#### Page extract:
The most recent results from tighter well spacing have been incorporated into year-end 2018 proved reserves and Laredo believes that the shift in future development to wider spacing will mitigate the negative impact to oil production seen in tightly spaced wells. Expectations for future drilling, which take into account all landing points and both horizontal and vertical spacing and the related interference, are reflected in Laredo’s updated type curve for Upper/Middle Wolfcamp 10,000-foot lateral horizontal wells. Total production expectations for the updated type curve are 1.3 MMBOE for the life of the well, comprised of approximately 31% oil, with more than 50% of expected oil production recovered in the first five years of production.

Rate of return expectations for the Company's updated type curve are commensurate with those for the previous type curve. Increased expectations for natural gas and natural gas liquids recoveries early in the life of well offset reduced expectations for oil recoveries late in the life of the well. Further, estimated ultimate recovery for oil reflected in the Company's updated type curve is approximately 55% higher than current expectations for tightly spaced wells drilled in 2017 and 2018.

Liquidity

At December 31, 2018, the Company had cash and cash equivalents of approximately $45 million and available capacity under the senior secured credit facility of $995 million. At February 12, 2019, the Company had cash and cash equivalents of approximately $30 million and available capacity under the senior secured credit facility of $945 million, resulting in total liquidity of approximately $975 million.

#### Short task 1:
Please copy the part of the Laredo excerpt starting at "Rate of return" and ending at "2017 and 2018.", word for word.

#### Given records:

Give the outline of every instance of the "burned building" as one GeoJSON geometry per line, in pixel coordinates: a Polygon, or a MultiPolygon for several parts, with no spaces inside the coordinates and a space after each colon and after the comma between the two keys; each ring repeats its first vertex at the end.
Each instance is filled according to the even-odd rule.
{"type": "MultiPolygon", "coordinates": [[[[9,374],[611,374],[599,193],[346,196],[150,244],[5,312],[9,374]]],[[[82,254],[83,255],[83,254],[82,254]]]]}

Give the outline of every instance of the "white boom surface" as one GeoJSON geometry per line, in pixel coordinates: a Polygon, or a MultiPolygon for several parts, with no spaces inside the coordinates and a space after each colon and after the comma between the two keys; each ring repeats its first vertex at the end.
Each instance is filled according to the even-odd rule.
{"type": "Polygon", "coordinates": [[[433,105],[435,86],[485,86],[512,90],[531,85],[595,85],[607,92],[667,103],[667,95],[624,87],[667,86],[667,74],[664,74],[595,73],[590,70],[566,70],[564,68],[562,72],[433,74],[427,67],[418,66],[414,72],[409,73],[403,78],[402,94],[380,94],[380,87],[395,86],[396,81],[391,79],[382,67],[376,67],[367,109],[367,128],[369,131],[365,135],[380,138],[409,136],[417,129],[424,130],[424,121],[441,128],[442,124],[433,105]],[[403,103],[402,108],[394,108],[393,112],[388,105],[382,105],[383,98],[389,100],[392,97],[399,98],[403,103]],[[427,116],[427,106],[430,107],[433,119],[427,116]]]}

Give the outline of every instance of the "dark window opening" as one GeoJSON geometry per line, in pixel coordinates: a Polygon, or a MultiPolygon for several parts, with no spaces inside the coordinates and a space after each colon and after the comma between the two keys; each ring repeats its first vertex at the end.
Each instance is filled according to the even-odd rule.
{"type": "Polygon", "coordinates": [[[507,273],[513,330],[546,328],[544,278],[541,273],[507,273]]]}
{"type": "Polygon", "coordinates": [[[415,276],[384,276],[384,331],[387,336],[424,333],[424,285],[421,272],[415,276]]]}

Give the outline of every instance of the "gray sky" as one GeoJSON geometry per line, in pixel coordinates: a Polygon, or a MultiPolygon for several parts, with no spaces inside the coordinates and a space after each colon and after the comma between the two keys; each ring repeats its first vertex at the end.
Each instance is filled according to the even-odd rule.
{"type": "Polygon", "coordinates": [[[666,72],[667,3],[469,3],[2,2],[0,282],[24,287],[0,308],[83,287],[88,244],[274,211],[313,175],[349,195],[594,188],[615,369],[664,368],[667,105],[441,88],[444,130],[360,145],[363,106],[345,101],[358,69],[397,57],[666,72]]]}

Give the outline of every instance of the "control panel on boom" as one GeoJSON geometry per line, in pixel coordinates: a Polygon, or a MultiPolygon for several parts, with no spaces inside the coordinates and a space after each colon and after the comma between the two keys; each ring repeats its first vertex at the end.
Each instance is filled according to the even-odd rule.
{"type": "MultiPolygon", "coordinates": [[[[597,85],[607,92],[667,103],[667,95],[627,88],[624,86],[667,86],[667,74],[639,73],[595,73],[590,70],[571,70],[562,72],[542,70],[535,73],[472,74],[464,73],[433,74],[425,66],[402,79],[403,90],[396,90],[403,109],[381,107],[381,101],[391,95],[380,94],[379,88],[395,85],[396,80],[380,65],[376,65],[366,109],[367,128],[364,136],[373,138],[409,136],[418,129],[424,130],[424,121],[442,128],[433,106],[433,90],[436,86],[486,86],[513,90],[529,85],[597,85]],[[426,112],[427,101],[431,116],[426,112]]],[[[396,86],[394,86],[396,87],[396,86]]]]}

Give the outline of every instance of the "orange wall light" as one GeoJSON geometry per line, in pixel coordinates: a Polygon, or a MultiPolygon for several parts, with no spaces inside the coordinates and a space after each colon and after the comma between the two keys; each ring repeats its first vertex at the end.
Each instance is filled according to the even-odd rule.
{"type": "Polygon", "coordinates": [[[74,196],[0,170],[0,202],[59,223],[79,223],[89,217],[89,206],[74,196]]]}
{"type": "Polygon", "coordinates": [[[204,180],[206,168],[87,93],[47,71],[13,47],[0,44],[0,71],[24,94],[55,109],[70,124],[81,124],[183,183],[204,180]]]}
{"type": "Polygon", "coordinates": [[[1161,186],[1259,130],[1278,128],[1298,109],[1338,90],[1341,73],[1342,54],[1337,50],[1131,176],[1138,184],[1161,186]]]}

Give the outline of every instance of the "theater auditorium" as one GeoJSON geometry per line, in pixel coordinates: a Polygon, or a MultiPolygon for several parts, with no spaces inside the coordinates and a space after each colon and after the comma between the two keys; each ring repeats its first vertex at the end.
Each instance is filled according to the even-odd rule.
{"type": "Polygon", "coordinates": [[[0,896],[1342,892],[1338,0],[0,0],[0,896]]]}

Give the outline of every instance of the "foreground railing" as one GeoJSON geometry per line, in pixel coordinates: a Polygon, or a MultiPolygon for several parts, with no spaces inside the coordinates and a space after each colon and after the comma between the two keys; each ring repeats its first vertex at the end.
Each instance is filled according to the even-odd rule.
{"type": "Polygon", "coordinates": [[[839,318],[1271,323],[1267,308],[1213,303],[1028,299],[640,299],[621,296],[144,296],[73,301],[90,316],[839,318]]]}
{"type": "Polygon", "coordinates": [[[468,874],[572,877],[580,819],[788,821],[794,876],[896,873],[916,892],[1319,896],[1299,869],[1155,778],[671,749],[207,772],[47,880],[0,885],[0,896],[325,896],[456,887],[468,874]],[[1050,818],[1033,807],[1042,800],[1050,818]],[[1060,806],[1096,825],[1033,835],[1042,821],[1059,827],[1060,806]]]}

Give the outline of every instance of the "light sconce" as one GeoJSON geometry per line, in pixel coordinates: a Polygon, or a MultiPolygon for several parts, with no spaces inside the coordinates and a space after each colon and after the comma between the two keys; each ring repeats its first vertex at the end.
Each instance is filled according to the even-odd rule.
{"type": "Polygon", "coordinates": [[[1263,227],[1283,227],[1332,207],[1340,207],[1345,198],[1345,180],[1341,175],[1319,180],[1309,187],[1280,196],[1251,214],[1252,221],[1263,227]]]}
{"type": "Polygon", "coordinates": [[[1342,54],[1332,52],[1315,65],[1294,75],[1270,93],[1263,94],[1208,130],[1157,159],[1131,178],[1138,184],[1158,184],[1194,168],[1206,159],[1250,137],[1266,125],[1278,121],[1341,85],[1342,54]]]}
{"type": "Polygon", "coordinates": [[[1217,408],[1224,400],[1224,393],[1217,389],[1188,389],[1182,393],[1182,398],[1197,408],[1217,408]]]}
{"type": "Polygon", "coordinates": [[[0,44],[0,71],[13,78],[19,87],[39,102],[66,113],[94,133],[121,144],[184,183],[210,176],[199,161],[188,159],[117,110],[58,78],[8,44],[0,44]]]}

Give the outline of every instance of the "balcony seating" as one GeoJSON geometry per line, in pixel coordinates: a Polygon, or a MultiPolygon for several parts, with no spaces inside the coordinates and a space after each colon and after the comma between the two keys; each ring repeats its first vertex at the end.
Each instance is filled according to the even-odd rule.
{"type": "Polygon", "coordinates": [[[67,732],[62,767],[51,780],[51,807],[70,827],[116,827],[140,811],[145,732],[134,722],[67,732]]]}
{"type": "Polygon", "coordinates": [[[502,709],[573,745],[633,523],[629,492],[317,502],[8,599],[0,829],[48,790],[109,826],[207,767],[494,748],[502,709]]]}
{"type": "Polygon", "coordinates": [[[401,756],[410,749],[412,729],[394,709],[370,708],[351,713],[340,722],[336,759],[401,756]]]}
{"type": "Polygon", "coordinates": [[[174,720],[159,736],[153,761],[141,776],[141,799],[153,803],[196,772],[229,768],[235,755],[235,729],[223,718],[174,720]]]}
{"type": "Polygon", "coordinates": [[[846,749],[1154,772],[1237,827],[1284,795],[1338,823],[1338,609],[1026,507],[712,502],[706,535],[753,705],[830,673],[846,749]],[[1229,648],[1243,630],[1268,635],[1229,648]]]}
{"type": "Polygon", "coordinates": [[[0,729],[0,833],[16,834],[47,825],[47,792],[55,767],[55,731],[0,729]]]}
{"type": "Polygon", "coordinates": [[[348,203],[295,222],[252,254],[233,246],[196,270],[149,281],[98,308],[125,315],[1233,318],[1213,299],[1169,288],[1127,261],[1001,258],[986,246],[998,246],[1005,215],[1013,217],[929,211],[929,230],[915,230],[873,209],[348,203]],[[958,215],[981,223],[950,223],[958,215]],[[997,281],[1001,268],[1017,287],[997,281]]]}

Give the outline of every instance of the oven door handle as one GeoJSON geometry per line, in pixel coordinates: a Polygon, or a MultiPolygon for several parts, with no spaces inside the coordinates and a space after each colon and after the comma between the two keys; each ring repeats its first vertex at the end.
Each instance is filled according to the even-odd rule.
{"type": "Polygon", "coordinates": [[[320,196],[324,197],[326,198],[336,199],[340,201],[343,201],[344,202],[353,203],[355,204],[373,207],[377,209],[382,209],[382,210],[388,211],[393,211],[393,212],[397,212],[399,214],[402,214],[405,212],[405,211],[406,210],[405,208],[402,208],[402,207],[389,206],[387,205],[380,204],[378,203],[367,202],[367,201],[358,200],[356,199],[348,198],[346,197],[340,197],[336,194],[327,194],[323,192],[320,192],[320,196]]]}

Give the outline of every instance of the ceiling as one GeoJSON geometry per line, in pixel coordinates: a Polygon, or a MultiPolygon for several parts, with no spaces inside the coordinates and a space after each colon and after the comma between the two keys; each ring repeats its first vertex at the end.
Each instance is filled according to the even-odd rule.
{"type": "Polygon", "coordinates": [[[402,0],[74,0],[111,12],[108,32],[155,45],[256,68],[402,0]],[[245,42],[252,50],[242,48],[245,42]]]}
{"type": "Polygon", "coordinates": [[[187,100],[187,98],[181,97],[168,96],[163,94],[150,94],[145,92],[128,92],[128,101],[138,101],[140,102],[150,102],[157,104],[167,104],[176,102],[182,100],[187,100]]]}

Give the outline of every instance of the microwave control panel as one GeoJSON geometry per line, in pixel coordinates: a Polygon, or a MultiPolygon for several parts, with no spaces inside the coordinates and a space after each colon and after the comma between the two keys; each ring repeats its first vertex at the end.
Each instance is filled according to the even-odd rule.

#### Short task 2:
Pull out every line of the records that contains the string "theater", matching case exactly.

#### Task response 1:
Rate of return expectations for the Company's updated type curve are commensurate with those for the previous type curve. Increased expectations for natural gas and natural gas liquids recoveries early in the life of well offset reduced expectations for oil recoveries late in the life of the well. Further, estimated ultimate recovery for oil reflected in the Company's updated type curve is approximately 55% higher than current expectations for tightly spaced wells drilled in 2017 and 2018.

#### Task response 2:
Give the outline of every instance of the "theater auditorium" as one GeoJSON geometry per line, in pixel coordinates: a Polygon, or a MultiPolygon for several parts, with no spaces inside the coordinates and a space after each colon and after the comma between the two keys; each ring repeats its first vertex at the end.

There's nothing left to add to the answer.